▶ Entries:
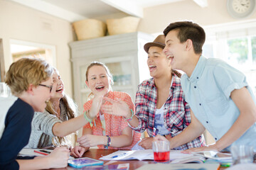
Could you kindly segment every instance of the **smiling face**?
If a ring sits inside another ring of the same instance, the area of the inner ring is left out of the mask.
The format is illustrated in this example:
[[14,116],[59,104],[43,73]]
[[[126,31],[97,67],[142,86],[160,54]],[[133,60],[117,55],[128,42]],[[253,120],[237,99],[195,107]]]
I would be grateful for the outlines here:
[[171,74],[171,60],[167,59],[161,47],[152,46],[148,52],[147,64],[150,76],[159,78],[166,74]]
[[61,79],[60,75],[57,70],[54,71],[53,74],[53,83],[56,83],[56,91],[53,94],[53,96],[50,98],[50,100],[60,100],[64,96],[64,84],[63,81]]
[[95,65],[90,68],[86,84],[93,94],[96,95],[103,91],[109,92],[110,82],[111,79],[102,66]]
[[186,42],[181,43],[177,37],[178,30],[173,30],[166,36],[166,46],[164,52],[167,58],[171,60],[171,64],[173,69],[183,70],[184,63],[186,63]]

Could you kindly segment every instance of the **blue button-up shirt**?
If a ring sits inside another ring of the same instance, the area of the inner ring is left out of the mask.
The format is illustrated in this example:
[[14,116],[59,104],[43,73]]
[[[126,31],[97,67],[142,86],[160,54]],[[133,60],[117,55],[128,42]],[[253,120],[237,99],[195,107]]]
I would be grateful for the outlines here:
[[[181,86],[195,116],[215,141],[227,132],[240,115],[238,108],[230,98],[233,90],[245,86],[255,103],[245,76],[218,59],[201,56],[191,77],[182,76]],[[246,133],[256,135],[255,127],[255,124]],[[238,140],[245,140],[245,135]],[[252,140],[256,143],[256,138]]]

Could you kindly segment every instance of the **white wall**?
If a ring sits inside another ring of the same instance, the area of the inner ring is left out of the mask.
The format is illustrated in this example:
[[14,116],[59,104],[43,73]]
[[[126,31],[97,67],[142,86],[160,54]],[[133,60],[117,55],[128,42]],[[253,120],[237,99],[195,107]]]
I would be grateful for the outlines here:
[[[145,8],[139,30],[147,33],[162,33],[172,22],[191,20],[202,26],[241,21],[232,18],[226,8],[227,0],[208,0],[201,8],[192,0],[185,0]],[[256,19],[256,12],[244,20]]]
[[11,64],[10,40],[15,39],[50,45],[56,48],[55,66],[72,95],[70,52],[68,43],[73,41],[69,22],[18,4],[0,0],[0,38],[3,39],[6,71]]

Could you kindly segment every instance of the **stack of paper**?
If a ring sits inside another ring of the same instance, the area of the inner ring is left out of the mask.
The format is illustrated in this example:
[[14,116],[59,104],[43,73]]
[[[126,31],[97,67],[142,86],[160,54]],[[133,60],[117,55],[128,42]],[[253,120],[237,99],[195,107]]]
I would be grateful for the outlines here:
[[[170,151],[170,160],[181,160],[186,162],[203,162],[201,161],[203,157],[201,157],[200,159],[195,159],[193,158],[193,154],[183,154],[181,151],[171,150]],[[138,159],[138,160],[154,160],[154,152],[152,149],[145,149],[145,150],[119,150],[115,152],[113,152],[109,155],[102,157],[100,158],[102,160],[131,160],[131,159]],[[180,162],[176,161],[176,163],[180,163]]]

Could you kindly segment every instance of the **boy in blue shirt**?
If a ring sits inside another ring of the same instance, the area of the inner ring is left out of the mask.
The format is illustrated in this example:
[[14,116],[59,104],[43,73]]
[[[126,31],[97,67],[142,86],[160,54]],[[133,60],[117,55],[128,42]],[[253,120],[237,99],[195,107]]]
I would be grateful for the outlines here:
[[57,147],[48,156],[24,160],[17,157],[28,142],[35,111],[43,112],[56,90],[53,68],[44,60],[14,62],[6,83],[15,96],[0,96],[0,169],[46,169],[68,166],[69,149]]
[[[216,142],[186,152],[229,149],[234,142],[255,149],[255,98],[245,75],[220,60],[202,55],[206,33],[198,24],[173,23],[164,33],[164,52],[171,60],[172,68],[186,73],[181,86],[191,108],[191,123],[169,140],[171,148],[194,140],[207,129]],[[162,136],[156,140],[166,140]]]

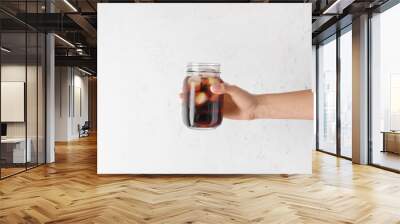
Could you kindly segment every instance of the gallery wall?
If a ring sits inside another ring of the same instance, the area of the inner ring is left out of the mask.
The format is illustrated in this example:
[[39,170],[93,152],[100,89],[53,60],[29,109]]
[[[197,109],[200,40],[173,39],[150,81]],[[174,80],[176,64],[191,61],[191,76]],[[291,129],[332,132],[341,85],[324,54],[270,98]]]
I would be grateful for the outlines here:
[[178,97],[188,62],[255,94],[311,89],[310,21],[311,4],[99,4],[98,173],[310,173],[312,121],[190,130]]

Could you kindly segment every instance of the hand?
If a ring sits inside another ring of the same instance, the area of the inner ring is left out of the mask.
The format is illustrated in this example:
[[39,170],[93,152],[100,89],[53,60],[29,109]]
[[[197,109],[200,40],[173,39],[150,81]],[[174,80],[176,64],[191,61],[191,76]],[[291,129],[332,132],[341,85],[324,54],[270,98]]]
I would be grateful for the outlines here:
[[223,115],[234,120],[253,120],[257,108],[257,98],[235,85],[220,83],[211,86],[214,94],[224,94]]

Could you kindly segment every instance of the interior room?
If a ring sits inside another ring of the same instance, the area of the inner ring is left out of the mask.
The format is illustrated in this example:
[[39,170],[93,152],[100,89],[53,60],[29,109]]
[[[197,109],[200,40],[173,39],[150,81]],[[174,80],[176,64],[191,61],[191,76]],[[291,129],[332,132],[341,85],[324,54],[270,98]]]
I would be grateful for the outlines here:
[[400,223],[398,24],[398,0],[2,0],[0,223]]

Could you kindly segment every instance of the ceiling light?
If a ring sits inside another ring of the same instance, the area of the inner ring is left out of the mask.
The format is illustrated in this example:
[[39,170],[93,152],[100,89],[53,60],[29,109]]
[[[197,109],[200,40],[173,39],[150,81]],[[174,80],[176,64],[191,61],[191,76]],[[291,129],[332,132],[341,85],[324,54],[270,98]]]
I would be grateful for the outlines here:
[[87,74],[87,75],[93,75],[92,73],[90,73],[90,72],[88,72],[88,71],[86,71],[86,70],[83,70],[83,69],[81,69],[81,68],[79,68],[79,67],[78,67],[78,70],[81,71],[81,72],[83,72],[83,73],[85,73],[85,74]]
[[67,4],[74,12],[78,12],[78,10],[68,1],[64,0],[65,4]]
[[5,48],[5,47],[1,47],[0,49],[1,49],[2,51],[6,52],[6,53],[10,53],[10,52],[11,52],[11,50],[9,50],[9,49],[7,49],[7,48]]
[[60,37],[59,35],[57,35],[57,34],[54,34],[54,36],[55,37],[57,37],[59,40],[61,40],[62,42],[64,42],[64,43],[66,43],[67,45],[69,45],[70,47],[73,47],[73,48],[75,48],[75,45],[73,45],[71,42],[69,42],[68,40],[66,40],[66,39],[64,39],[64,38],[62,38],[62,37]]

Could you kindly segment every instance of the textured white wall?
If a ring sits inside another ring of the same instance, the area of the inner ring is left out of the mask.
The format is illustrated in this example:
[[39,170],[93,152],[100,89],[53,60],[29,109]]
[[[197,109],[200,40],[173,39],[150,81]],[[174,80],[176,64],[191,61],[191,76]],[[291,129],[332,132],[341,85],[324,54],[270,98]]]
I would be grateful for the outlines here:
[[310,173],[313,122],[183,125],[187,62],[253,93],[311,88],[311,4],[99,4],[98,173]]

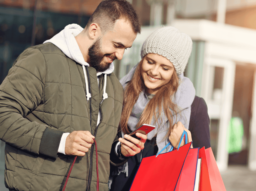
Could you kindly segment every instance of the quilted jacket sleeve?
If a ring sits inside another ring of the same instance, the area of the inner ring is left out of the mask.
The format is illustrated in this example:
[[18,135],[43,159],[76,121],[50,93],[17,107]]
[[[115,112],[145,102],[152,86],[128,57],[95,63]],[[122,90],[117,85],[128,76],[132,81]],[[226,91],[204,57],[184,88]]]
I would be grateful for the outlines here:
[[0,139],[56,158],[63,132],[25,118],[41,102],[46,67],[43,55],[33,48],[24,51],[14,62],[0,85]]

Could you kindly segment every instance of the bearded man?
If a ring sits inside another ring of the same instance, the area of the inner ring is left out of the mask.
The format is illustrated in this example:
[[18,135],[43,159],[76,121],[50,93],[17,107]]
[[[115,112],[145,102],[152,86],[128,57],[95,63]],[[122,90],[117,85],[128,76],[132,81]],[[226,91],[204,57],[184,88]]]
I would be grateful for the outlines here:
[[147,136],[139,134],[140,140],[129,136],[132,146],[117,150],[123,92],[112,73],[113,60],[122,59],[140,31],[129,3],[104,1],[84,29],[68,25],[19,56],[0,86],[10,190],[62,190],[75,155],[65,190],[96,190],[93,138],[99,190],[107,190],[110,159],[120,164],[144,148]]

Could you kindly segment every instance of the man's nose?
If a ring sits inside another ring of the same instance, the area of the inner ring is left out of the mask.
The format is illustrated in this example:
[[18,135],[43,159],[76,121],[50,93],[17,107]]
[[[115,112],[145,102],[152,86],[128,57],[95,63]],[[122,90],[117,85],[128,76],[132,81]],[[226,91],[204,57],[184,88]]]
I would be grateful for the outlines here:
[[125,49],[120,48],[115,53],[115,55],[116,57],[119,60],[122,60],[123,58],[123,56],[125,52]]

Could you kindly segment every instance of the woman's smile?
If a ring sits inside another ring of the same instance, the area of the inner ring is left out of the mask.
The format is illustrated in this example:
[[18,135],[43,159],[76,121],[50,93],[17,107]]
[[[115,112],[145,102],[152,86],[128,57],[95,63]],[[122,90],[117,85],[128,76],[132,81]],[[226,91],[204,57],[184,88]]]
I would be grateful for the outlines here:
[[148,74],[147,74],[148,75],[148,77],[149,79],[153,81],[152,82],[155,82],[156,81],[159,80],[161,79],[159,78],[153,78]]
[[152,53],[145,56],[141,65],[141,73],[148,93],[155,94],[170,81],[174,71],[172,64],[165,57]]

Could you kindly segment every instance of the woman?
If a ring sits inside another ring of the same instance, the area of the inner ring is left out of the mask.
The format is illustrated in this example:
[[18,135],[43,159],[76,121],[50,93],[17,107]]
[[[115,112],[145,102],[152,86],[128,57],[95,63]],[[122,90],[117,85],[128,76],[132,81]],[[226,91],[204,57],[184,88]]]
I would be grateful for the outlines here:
...
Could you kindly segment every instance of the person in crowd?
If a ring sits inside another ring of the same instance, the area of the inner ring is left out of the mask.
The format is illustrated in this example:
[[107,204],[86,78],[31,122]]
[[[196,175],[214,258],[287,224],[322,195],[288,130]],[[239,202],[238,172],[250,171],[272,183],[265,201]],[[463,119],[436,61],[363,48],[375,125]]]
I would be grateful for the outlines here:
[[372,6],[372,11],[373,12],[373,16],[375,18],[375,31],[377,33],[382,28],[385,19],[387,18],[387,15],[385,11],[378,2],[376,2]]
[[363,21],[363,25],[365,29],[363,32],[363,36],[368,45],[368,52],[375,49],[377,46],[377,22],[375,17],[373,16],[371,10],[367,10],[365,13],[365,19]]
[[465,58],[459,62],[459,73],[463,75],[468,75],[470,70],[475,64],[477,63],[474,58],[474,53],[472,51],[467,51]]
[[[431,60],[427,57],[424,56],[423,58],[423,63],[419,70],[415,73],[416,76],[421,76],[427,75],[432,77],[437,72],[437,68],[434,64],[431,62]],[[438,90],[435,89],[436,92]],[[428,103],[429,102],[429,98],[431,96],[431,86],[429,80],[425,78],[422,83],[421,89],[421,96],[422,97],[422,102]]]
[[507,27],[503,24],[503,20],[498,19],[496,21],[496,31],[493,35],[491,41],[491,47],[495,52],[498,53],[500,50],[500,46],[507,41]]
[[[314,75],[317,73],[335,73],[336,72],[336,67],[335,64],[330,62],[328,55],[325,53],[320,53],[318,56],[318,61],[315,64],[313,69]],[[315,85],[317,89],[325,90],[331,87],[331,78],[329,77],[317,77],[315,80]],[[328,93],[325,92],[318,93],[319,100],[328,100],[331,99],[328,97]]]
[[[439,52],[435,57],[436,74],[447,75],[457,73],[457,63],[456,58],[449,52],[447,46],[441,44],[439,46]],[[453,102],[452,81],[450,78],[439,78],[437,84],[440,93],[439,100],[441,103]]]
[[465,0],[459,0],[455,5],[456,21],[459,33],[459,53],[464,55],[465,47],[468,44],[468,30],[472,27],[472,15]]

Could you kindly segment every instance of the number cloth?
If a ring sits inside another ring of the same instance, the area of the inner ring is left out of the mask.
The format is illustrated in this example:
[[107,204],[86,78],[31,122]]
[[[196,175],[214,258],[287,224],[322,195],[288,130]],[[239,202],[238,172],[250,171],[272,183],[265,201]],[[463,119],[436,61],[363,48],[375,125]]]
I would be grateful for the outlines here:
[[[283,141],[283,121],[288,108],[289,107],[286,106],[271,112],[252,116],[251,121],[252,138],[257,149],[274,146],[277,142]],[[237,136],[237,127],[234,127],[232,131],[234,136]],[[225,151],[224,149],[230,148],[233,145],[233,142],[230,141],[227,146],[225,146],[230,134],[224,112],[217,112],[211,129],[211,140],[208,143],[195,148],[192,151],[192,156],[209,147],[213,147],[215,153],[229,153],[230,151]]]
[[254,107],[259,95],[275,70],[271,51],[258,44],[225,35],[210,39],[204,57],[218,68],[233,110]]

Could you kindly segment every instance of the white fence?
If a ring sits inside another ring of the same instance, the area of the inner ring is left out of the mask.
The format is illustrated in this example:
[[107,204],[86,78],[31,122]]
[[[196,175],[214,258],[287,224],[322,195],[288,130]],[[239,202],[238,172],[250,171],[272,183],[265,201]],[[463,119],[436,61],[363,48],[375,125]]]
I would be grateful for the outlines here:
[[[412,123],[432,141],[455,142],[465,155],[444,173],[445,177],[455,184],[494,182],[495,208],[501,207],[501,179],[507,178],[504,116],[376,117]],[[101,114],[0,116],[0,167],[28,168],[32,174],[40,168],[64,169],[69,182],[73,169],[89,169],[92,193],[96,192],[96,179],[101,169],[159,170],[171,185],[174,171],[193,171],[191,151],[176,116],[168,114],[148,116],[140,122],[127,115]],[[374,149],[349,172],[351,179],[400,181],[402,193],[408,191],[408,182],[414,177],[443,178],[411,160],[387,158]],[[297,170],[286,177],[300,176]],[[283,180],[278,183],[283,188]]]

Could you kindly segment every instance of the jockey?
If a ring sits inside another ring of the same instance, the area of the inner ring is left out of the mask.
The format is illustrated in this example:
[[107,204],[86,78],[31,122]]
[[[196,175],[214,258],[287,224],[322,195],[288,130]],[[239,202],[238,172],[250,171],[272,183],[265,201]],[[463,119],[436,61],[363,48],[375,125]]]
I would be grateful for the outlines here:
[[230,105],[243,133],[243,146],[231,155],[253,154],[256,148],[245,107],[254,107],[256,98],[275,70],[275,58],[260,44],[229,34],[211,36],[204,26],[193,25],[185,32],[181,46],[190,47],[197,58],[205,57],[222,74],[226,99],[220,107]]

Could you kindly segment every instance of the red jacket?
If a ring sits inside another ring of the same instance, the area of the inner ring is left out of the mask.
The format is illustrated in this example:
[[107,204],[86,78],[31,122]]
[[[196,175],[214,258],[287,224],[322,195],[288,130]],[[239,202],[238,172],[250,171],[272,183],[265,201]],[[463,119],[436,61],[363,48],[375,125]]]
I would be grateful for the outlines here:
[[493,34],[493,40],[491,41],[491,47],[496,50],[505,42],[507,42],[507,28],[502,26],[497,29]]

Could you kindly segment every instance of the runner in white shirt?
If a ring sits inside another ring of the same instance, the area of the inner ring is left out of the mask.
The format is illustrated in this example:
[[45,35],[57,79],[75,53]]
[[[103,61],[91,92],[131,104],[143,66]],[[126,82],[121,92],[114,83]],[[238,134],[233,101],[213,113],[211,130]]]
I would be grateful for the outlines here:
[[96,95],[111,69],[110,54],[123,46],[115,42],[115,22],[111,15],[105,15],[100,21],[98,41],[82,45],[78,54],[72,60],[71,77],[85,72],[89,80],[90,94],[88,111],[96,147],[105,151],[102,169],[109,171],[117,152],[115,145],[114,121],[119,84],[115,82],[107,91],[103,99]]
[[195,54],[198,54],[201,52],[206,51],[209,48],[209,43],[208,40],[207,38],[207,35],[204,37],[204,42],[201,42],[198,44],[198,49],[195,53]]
* * *
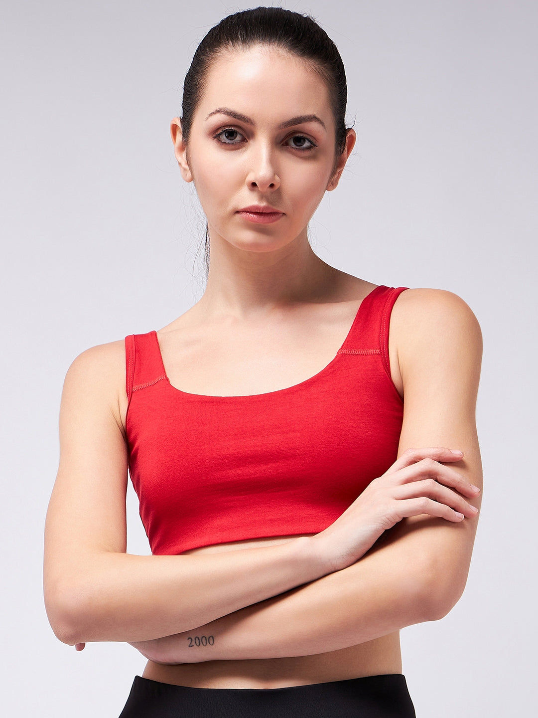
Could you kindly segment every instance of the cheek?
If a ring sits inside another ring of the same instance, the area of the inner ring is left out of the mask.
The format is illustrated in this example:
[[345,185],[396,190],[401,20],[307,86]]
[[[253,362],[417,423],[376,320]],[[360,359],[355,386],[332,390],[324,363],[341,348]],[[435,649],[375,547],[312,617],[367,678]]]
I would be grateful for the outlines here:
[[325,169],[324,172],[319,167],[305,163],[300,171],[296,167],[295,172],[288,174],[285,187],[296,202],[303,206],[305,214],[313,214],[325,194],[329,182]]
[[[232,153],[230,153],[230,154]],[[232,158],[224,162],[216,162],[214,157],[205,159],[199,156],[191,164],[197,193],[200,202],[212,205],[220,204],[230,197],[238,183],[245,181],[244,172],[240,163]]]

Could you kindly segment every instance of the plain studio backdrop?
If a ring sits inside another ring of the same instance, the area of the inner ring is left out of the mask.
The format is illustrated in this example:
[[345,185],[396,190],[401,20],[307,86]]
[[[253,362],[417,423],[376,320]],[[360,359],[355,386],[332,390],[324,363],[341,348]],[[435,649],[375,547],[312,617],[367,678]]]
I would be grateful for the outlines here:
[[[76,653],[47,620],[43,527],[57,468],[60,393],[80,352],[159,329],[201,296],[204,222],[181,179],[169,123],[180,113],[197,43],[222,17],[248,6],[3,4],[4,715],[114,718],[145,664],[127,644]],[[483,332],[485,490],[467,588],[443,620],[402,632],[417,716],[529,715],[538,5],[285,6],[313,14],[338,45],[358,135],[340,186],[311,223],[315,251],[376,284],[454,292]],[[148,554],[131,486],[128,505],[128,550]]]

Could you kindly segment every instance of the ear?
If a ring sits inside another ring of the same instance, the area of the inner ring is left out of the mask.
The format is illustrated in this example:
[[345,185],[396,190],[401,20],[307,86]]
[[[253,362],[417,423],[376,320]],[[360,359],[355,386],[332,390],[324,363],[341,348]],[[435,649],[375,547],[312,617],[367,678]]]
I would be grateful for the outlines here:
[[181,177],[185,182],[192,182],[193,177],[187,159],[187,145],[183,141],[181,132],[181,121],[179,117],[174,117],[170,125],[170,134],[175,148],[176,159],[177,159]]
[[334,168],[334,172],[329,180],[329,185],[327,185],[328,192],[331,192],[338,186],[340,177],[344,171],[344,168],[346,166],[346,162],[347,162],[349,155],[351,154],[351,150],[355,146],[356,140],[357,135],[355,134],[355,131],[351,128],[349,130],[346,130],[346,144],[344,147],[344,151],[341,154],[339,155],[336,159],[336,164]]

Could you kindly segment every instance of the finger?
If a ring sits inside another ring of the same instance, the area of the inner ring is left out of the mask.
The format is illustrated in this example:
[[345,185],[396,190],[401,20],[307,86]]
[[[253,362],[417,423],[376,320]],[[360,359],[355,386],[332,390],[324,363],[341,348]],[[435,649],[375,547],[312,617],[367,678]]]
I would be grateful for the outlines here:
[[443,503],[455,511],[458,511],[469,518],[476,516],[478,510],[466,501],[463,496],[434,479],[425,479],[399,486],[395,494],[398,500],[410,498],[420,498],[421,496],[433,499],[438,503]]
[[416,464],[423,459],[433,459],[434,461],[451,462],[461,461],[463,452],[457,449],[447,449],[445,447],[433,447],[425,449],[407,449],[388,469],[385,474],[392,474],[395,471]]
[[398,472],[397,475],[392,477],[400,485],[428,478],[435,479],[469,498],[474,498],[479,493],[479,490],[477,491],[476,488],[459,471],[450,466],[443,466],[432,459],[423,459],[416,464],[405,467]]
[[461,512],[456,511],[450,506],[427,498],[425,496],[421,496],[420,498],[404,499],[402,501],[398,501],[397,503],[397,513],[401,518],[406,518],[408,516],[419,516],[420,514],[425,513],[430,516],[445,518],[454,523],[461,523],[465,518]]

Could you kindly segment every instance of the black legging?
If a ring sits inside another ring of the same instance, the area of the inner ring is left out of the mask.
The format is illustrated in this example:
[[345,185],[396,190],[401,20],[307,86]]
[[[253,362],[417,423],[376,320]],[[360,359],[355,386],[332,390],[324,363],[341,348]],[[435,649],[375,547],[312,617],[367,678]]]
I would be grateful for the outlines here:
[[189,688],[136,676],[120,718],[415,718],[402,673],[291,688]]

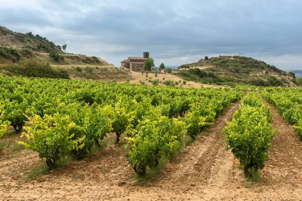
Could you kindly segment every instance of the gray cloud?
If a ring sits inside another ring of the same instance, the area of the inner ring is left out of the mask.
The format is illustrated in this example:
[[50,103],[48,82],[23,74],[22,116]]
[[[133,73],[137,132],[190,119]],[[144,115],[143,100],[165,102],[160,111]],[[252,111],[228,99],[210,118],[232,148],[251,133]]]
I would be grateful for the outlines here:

▶ Exercise: Extract every line of the listing above that contains the word "wall", matching case exactly.

▶ Response to this exercise:
Could you kindly segment every instance of the **white wall**?
Could you kindly segment every instance of the gallery wall?
Could you kindly segment every instance of the textured white wall?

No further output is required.